待办任务:
A: 按照克隆图题目的说明，图中节点数量的范围是多少？
B: 抄录克隆图题目中的一段，从含有“Node 3's value”的地方开始，抄到“between 1 and 100.”为止。

题目描述

Given a reference of a node in a connected undirected graph, return a deep copy (clone) of the graph. Each node in the graph contains a val (int) and a list (List[Node]) of its neighbors.

样例

Example:


Input:
{"$id":"1","neighbors":[{"$id":"2","neighbors":[{"$ref":"1"},{"$id":"3","neighbors":[{"$ref":"2"},{"$id":"4","neighbors":[{"$ref":"3"},{"$ref":"1"}],"val":4}],"val":3}],"val":2},{"$ref":"4"}],"val":1}

Explanation:
Node 1's value is 1, and it has two neighbors: Node 2 and 4.
Node 2's value is 2, and it has two neighbors: Node 1 and 3.
Node 3's value is 3, and it has two neighbors: Node 2 and 4.
Node 4's value is 4, and it has two neighbors: Node 1 and 3.

Note:

The number of nodes will be between 1 and 100.
The undirected graph is a simple graph, which means no repeated edges and no self-loops in the graph.
Since the graph is undirected, if node p has node q as neighbor, then node q must have node p as neighbor too.
You must return the copy of the given node as a reference to the cloned graph.

算法1

(bfs)

C++ 代码

/*
// Definition for a Node.

物体位置标注条目:
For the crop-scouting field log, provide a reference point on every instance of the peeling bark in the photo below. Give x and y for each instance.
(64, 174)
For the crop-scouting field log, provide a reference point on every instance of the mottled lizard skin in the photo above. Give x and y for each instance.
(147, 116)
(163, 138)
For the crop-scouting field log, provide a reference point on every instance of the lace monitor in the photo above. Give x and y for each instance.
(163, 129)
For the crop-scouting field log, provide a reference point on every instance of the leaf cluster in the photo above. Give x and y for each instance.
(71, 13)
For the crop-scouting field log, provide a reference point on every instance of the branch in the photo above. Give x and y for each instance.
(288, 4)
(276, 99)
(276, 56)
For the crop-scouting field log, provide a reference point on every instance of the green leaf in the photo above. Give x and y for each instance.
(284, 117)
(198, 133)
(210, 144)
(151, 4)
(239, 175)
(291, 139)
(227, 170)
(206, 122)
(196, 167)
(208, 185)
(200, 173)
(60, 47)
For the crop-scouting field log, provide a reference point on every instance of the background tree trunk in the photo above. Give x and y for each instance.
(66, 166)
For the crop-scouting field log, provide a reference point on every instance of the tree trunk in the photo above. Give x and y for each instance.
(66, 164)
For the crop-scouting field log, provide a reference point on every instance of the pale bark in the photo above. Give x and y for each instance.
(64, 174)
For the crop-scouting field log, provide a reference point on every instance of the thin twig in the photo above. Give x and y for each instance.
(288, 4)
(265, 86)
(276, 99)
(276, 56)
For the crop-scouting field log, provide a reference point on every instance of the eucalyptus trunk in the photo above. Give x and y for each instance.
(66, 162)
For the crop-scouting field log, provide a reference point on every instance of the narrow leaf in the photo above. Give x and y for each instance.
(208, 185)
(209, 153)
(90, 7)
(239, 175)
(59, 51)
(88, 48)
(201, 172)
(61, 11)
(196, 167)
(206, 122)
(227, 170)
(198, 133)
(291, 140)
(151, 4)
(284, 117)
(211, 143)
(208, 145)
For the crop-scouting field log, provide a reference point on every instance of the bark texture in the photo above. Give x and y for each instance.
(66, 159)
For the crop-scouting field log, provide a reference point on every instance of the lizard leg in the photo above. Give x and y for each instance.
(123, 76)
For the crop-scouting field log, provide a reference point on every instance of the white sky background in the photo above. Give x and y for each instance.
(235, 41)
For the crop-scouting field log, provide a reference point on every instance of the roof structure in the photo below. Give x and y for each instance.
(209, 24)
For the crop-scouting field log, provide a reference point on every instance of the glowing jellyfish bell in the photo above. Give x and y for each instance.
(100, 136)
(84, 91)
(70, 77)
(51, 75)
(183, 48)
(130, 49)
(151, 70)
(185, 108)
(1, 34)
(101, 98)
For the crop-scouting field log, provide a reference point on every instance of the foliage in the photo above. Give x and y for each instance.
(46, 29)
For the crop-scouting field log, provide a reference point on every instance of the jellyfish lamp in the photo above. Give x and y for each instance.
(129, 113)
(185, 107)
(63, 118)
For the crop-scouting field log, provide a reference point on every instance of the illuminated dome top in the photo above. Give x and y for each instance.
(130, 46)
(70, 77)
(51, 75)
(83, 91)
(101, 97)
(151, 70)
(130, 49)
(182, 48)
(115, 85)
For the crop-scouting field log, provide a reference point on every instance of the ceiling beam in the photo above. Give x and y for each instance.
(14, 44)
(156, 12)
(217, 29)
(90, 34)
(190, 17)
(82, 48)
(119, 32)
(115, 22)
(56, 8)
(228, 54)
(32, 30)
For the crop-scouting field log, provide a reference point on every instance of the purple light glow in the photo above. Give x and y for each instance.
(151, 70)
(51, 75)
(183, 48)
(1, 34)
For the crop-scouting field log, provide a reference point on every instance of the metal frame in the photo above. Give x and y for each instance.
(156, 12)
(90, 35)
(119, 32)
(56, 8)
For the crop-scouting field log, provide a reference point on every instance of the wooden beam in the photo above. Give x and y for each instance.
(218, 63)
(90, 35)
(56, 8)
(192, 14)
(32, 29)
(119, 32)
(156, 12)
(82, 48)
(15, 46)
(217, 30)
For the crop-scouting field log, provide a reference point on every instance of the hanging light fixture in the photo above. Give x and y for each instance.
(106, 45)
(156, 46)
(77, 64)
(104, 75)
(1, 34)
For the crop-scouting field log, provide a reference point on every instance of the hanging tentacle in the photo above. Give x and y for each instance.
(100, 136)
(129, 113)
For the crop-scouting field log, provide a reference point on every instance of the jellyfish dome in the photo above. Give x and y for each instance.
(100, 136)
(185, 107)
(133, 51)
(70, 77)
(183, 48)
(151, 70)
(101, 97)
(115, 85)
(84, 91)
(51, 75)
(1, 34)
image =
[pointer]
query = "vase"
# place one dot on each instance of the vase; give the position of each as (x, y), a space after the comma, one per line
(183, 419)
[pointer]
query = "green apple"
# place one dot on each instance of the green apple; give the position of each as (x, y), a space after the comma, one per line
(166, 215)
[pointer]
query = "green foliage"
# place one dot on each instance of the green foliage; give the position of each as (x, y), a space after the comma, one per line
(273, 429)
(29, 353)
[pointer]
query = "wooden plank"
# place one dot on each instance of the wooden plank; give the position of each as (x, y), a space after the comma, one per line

已解问题:
A: 节点数量在 1 到 100 之间。

B:
Node 3's value is 3, and it has two neighbors: Node 2 and 4.
Node 4's value is 4, and it has two neighbors: Node 1 and 3.

Note:

The number of nodes will be between 1 and 100.